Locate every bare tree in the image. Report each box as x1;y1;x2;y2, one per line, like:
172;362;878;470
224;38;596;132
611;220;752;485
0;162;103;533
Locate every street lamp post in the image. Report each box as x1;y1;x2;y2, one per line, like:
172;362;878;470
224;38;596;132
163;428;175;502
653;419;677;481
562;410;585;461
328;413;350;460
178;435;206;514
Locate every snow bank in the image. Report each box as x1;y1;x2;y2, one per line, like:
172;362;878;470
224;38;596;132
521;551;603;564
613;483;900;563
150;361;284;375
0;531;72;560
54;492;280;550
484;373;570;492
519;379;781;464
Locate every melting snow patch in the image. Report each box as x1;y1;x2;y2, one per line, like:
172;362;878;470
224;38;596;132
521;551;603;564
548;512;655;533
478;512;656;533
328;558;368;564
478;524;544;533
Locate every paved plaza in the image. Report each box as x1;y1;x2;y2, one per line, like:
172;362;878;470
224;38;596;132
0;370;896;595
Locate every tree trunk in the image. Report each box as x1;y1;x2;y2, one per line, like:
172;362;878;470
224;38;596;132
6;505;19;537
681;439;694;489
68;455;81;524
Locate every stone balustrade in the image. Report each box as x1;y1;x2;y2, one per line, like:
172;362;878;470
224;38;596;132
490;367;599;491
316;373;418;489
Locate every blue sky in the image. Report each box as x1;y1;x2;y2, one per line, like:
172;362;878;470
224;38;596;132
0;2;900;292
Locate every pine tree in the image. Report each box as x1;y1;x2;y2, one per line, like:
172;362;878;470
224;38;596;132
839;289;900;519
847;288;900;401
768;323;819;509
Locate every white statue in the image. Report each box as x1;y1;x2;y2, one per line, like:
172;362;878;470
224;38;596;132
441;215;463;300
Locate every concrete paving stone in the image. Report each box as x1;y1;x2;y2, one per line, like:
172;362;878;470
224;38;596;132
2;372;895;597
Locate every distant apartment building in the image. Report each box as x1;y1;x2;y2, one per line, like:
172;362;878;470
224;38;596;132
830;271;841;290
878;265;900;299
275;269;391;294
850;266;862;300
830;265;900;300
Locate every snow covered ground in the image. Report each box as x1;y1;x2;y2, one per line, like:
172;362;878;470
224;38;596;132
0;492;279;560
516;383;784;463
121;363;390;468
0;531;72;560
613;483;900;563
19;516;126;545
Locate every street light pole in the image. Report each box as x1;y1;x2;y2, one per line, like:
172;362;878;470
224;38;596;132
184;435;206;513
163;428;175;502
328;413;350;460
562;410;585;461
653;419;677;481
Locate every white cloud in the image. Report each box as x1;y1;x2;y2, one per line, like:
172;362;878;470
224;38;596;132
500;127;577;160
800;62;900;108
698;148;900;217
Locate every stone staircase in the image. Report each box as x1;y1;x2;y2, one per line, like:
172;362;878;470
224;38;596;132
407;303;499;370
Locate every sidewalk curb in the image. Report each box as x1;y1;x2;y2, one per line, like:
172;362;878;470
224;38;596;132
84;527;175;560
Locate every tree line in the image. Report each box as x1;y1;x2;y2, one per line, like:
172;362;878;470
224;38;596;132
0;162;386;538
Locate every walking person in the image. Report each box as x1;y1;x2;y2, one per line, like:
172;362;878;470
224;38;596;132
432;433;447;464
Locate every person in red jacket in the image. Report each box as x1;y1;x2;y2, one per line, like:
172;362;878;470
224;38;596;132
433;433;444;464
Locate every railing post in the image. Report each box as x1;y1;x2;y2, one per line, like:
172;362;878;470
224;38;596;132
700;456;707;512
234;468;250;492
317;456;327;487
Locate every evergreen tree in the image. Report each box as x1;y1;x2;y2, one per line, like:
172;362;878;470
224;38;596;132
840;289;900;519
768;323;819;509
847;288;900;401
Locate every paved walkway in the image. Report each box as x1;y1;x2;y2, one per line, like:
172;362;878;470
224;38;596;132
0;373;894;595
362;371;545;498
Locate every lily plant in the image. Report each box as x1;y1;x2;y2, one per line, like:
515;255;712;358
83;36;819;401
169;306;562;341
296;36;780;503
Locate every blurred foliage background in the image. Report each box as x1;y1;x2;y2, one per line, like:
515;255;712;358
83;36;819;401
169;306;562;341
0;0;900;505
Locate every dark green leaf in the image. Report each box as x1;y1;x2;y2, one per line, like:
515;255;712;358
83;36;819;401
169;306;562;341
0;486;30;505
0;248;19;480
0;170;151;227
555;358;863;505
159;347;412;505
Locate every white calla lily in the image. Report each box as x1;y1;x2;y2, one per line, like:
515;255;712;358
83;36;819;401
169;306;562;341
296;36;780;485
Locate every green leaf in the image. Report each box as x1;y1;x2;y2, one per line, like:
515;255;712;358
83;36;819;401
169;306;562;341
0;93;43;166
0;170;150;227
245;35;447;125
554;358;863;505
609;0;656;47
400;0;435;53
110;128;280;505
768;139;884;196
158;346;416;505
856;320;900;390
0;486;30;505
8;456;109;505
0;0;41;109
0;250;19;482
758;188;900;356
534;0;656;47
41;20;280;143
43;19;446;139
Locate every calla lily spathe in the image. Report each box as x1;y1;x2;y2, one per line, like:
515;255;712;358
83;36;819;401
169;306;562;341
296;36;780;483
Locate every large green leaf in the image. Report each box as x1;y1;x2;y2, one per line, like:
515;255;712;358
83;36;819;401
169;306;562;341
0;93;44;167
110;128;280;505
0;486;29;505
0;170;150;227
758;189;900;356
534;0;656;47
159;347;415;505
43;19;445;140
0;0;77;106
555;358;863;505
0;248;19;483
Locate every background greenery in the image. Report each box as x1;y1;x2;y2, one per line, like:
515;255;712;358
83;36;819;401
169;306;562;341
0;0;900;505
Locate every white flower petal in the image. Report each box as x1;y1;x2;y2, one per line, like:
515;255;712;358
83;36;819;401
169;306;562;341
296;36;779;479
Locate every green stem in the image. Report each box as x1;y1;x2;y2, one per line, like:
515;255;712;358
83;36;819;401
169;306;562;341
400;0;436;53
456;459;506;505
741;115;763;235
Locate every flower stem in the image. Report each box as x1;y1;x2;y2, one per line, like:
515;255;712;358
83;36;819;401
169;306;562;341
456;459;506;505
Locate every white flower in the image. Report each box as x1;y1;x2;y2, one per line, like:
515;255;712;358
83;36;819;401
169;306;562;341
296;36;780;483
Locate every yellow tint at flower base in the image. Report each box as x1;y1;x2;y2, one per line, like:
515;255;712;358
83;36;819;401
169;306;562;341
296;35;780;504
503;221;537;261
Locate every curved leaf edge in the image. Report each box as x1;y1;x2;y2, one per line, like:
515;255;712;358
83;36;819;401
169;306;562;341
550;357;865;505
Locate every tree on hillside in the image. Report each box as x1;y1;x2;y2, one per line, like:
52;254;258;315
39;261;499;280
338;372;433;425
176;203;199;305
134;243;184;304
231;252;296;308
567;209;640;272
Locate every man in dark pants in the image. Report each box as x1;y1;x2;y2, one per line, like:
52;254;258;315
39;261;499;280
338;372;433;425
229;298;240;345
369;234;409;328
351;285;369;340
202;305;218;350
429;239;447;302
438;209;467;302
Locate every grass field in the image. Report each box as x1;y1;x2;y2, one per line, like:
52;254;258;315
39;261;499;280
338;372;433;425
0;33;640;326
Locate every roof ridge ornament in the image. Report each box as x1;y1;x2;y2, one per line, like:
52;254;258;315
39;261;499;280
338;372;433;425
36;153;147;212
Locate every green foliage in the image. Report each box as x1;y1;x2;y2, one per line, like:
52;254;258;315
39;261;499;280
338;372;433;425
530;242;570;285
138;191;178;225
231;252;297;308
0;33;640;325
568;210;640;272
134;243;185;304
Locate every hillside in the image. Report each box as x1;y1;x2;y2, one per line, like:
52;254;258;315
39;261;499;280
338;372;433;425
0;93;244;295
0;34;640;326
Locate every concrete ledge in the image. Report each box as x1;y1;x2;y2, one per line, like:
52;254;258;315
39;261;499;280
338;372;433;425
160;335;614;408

***

▸ Stated task
Please print out the part of the material above that opens with the line containing "Locate every flower" and closes with the line containing "503;221;537;261", both of those lines included, reproducing it verbatim.

▸ Solution to the exercise
Locate every flower stem in the image. Report each box as x1;y1;x2;y2, one per line, like:
515;255;712;358
83;36;819;401
169;306;562;341
456;459;506;505
Locate every white flower in the image. Report each box as x1;y1;x2;y2, one per line, like:
515;255;712;358
83;36;819;401
169;306;562;341
296;36;780;483
Locate every yellow tint at flower base in the image. Report each box as x1;y1;x2;y2, one per line, like:
515;255;712;358
83;36;819;401
169;306;562;341
296;35;780;504
503;221;537;261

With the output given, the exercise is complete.